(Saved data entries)
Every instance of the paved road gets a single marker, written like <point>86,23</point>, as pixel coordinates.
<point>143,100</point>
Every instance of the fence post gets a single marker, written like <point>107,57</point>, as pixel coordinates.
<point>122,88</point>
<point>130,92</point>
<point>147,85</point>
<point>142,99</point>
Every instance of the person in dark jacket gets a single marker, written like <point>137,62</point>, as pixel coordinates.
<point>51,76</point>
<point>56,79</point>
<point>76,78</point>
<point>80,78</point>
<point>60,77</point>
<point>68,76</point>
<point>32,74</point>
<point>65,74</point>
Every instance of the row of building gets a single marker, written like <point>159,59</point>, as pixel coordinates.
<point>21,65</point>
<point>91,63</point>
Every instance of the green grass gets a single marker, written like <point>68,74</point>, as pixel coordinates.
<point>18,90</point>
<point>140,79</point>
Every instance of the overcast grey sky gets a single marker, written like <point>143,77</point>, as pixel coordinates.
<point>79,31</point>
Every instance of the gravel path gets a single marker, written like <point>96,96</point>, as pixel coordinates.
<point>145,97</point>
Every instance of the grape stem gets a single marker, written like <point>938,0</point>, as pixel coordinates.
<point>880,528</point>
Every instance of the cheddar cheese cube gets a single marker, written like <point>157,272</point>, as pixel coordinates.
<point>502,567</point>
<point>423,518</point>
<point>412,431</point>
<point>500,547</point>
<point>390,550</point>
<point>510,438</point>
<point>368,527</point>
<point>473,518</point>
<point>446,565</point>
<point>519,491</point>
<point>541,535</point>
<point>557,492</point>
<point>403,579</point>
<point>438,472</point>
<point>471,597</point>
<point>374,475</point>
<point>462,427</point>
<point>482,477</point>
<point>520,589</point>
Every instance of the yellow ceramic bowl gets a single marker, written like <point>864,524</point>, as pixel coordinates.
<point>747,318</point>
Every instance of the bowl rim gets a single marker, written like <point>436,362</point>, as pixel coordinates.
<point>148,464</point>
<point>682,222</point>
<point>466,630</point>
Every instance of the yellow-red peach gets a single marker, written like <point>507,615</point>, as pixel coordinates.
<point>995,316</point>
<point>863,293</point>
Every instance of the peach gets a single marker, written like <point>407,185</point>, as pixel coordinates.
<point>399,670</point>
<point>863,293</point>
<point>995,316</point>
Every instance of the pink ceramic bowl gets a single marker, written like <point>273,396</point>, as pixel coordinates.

TASK TO COMPLETE: Exactly as they appear above, transcribe the records in full.

TASK OUTPUT:
Every instance of the paved road gets a single marker, written like <point>86,23</point>, as pixel coordinates.
<point>143,100</point>
Every instance of the fence post gets a single marker, written like <point>107,57</point>, as pixel coordinates.
<point>122,88</point>
<point>130,92</point>
<point>147,85</point>
<point>142,99</point>
Every instance of the person in dark jacket gets a single marker, written like <point>137,62</point>, as pixel coordinates.
<point>51,76</point>
<point>56,79</point>
<point>76,78</point>
<point>80,78</point>
<point>60,77</point>
<point>68,76</point>
<point>32,74</point>
<point>65,74</point>
Every instance of the row of building gets a single marker, written like <point>159,59</point>, as pixel coordinates.
<point>21,65</point>
<point>91,63</point>
Every instance of the green grass gets a single marker, written like <point>68,74</point>, as pixel coordinates.
<point>18,90</point>
<point>140,79</point>
Every instance of the overcast grey sky gets a single marker, written like <point>143,77</point>, as pixel coordinates.
<point>79,31</point>
Every instance of the gravel path gets a single marker, written like <point>96,96</point>, as pixel coordinates.
<point>145,97</point>
Every instance of the grape stem gets a single marker, written like <point>938,0</point>, as pixel coordinates.
<point>880,528</point>
Every instance of the cheddar cheese cube gets a single marker, written like <point>157,272</point>, as pixel coordinates.
<point>502,567</point>
<point>423,518</point>
<point>412,431</point>
<point>500,547</point>
<point>390,550</point>
<point>510,438</point>
<point>368,527</point>
<point>473,518</point>
<point>446,565</point>
<point>519,491</point>
<point>541,535</point>
<point>557,492</point>
<point>403,579</point>
<point>438,472</point>
<point>471,597</point>
<point>374,475</point>
<point>462,427</point>
<point>482,477</point>
<point>520,589</point>
Every instance of the yellow ceramic bowl gets a single marker, written like <point>864,524</point>, as pixel coordinates.
<point>747,318</point>
Every instance of the bowl rim gets a single marker, written like <point>436,362</point>, as pixel coordinates.
<point>148,464</point>
<point>682,222</point>
<point>466,630</point>
Every instance of the yellow-red peach gets a single marker, written like <point>507,615</point>, as pixel coordinates.
<point>995,316</point>
<point>863,293</point>
Every instance of the peach gets a single marker, written like <point>407,185</point>, as pixel coordinates.
<point>399,670</point>
<point>863,293</point>
<point>995,316</point>
Every instance of the pink ceramic bowl gets a single marker, written like <point>273,396</point>, as pixel coordinates.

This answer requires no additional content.